## What this task involves
Please report every line of the records below that contains the word "foot", matching case exactly.

[Excerpt from a dataset]
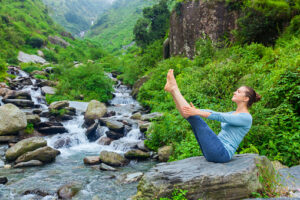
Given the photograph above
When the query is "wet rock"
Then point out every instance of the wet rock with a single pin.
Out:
(130, 177)
(113, 125)
(137, 115)
(70, 111)
(33, 119)
(290, 177)
(7, 139)
(95, 110)
(36, 192)
(12, 119)
(23, 103)
(26, 58)
(58, 105)
(151, 116)
(31, 163)
(114, 135)
(48, 90)
(113, 159)
(91, 132)
(69, 190)
(37, 111)
(164, 153)
(137, 154)
(141, 146)
(62, 142)
(235, 180)
(105, 141)
(3, 180)
(91, 160)
(106, 167)
(49, 70)
(37, 72)
(44, 154)
(17, 95)
(52, 130)
(24, 146)
(44, 83)
(138, 84)
(59, 41)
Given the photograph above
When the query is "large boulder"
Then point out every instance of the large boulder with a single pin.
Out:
(26, 58)
(44, 154)
(24, 146)
(113, 159)
(95, 110)
(58, 105)
(237, 179)
(12, 119)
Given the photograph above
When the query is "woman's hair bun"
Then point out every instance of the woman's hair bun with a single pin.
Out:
(257, 98)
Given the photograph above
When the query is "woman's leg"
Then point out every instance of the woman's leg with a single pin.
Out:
(211, 146)
(171, 86)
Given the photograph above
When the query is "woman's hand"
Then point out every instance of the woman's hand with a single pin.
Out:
(190, 110)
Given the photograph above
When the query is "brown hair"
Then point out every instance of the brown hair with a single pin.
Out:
(253, 96)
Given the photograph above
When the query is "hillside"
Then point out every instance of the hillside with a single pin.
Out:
(114, 28)
(76, 16)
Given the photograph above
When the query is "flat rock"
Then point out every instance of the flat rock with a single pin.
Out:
(24, 146)
(12, 119)
(91, 160)
(27, 58)
(236, 179)
(44, 154)
(31, 163)
(48, 90)
(151, 116)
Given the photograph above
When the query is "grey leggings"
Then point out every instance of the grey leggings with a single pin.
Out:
(211, 146)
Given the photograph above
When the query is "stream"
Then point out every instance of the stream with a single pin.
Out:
(68, 166)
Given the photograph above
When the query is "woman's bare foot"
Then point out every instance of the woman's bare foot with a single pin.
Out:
(171, 81)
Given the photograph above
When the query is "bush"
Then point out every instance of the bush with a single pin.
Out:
(35, 42)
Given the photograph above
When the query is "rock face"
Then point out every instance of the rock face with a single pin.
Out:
(236, 179)
(25, 146)
(43, 154)
(12, 119)
(194, 18)
(95, 110)
(26, 58)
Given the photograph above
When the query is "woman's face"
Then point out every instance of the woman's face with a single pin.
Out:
(240, 95)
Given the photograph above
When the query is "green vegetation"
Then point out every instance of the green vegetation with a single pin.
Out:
(178, 194)
(114, 27)
(210, 79)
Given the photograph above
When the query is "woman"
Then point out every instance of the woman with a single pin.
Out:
(235, 124)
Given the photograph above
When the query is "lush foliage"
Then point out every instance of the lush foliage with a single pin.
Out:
(153, 25)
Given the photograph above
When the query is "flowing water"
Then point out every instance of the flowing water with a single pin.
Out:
(69, 166)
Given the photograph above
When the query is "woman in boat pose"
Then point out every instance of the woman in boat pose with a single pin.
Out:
(235, 124)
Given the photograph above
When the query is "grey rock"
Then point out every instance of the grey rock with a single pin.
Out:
(236, 179)
(58, 105)
(27, 58)
(151, 116)
(48, 90)
(291, 177)
(91, 160)
(106, 167)
(12, 119)
(44, 154)
(23, 103)
(31, 163)
(24, 146)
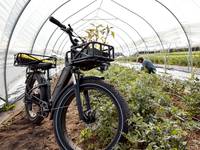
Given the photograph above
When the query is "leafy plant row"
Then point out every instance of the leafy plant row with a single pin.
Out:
(175, 58)
(163, 111)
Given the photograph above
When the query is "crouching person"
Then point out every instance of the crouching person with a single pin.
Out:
(147, 65)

## Expected answer
When the query is "woman's bare foot"
Then point out every instance of the woman's bare foot with a single pin.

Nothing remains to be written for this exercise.